> **SOURCE**
################
Did you make the antagonist’s journey?

Yes, but during the field research I discovered that the ‘Friendship Express’ service between Istanbul and Thessaloniki had stopped altogether just a month before I wanted to get on it. So I had to work out an alternative way of experiencing the journey Sheref makes. My wife and I found a coach trip for Istanbul from Albania on Women’s Day 2011, and travelled roughly along the same route through the night, at times parallel to the railway lines. The excursion degenerated into chaos in Istanbul as the passengers complained and demanded their own personal itineraries be met, and the organisers, who had had enough of them, dumped them all in fatigue. Caught in the middle of it, we ended up locked inside the coach for over two hours. But that said, I was still able to do what I had set out to. I would have loved to have taken the train. As an aside, it is the first section of the route James Bond travels with Tatiana Romanova and the ‘Spectre’ machine in Fleming’s ‘From Russia with Love’.

Are some of characters based on real people?
################
> **RECORDED INFORMATION**
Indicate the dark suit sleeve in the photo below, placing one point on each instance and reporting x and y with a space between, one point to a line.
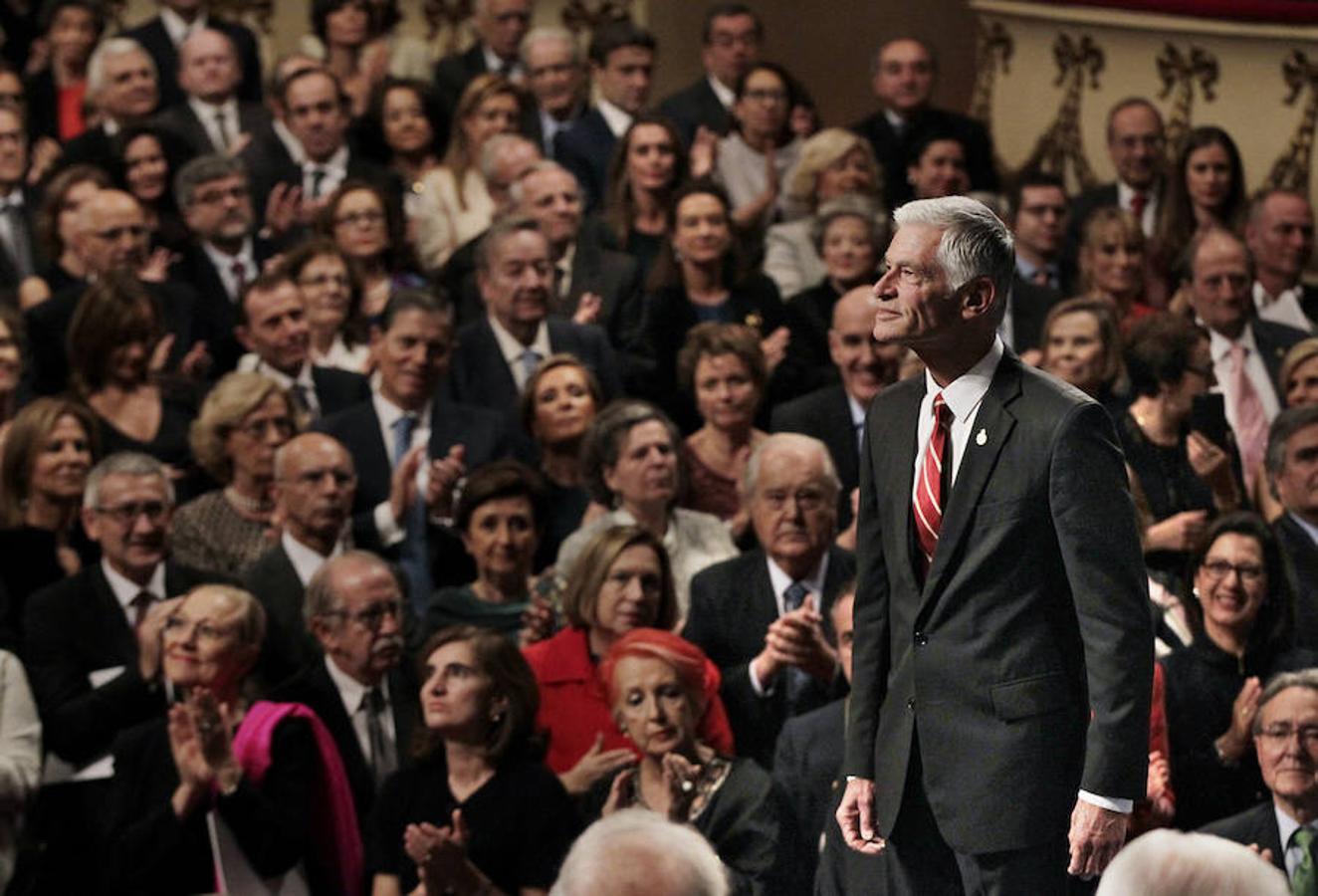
1098 538
870 652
################
> **STATED EXERCISE A**
Answer these from the interview about the antagonist's journey:
(i) Between which two cities did the 'Friendship Express' service run?
(ii) On what occasion did the couple take the coach trip from Albania?
(iii) For how long were they locked inside the coach?
> **STATED EXERCISE B**
Render this sentence from the interview into Spanish: "I would have loved to have taken the train."
> **STATED EXERCISE C**
Carry on the interview about the antagonist's journey from the point where it stops.
The listing has no role in any of this work.

> **TASK RESULT A**
(i) Istanbul and Thessaloniki
(ii) Women's Day 2011
(iii) Over two hours

> **TASK RESULT B**
Me habría encantado tomar el tren.

> **TASK RESULT C**
There are shades of people that I have met and known, but no real people wholesale: they are imaginary concoctions. Though, that said, Jack and Flori Moshohori, the Albanian border guard, come close. The back-story of hard-man Mehmed Krasnichi is loosely-based on the life of someone I have met in Albania, though it is not a true telling of it. It has fictional additions and elaborations, a different physical description, and shouldn’t be taken as accurate at all. In common with other writers, many of the characters are given names that fit them. To mention a few, the goatherd boy in Jude’s class, ‘Liridon’ means, ‘longing for freedom’, and the Turks ‘Gazi’ which means ‘wounded veteran’, and centrally, ‘Sheref Dushman’, which means ‘honour/pride’: ‘the enemy’. There was an Albanian tribe by the name of ‘Dushman’ too.

Have you a favourite minor character?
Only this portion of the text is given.